**WHAT NEEDS TO BE DONE:** How many of the lines below contain the string "tractor"? Reply with the number alone.

(Outline entries for images)
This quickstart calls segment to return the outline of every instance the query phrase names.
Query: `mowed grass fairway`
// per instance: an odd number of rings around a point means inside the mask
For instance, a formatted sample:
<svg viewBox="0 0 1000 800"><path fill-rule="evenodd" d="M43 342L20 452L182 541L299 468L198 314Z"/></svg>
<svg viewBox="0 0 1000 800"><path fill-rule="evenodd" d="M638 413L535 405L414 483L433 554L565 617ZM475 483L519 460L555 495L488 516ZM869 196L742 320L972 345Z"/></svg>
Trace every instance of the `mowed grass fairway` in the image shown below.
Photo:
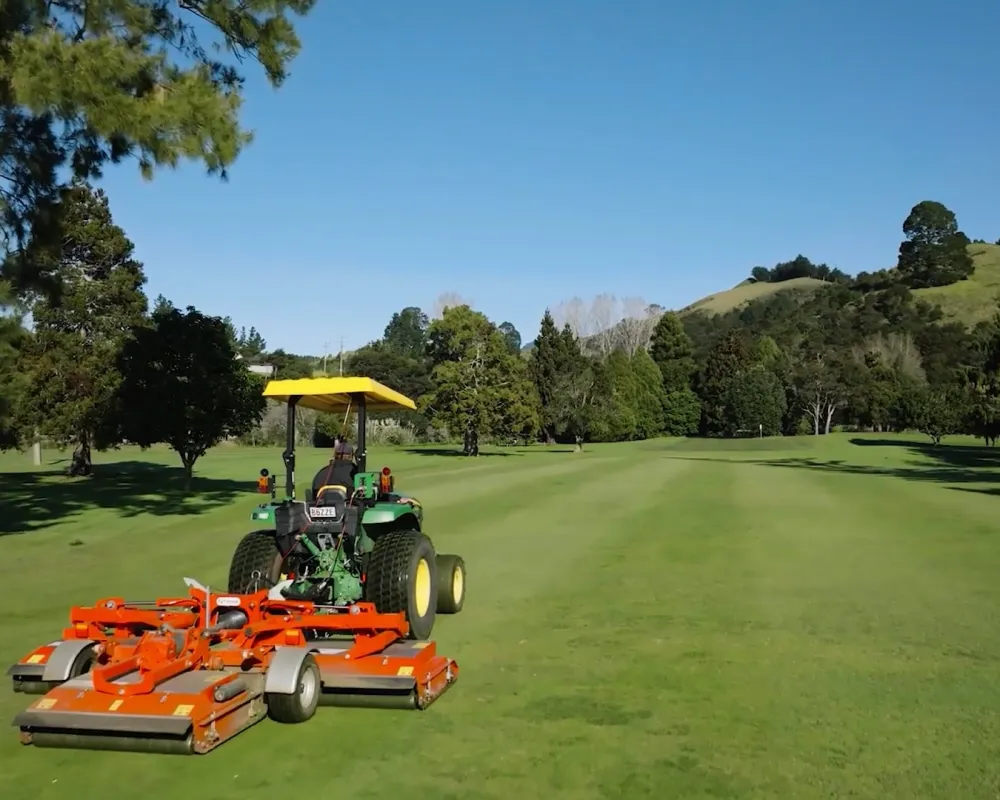
<svg viewBox="0 0 1000 800"><path fill-rule="evenodd" d="M423 713L265 721L201 757L36 750L8 728L0 797L995 798L994 454L855 441L375 452L467 562L465 610L435 630L454 689ZM257 471L280 466L217 450L181 503L171 454L101 458L85 488L0 461L0 663L74 603L224 585ZM303 450L300 476L323 460ZM0 718L29 700L4 687Z"/></svg>

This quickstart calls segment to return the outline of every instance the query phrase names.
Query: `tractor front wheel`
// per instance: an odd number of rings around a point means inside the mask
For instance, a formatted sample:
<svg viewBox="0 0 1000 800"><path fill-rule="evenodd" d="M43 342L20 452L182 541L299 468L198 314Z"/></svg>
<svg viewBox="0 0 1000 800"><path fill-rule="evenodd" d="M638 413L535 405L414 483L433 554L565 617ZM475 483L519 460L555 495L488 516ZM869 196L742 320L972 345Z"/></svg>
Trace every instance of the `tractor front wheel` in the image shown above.
<svg viewBox="0 0 1000 800"><path fill-rule="evenodd" d="M380 614L406 614L409 638L427 639L437 613L434 545L420 531L391 531L375 542L365 577L365 599Z"/></svg>
<svg viewBox="0 0 1000 800"><path fill-rule="evenodd" d="M281 562L274 531L251 531L233 552L226 591L246 594L274 586L281 579Z"/></svg>
<svg viewBox="0 0 1000 800"><path fill-rule="evenodd" d="M438 613L457 614L465 605L465 562L461 556L439 555Z"/></svg>

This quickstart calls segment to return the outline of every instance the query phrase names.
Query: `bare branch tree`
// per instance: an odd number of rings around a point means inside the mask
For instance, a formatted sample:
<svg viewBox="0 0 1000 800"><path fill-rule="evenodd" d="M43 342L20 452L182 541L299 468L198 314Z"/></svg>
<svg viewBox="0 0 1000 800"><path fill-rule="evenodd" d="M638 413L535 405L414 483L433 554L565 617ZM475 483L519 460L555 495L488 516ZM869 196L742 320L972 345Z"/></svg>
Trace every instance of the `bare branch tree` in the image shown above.
<svg viewBox="0 0 1000 800"><path fill-rule="evenodd" d="M617 345L629 357L648 346L661 313L659 306L650 305L641 297L626 297L622 301L622 321L617 325Z"/></svg>
<svg viewBox="0 0 1000 800"><path fill-rule="evenodd" d="M927 379L920 348L909 333L876 333L851 348L851 356L864 366L876 360L921 383Z"/></svg>
<svg viewBox="0 0 1000 800"><path fill-rule="evenodd" d="M458 292L442 292L438 295L437 300L434 301L434 314L432 318L441 319L447 309L457 308L458 306L469 306L469 308L472 308L472 301L466 300Z"/></svg>
<svg viewBox="0 0 1000 800"><path fill-rule="evenodd" d="M618 345L615 325L621 320L621 306L613 294L599 294L590 306L594 345L601 357L609 356Z"/></svg>
<svg viewBox="0 0 1000 800"><path fill-rule="evenodd" d="M833 365L826 363L822 355L813 356L803 365L796 384L802 410L812 420L813 434L829 433L834 414L847 401Z"/></svg>
<svg viewBox="0 0 1000 800"><path fill-rule="evenodd" d="M564 300L553 308L552 321L555 322L556 327L559 329L569 325L570 330L573 331L573 335L578 339L583 339L592 333L589 330L590 319L587 313L587 304L579 297L574 297L572 300Z"/></svg>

**WORKED ANSWER:** 2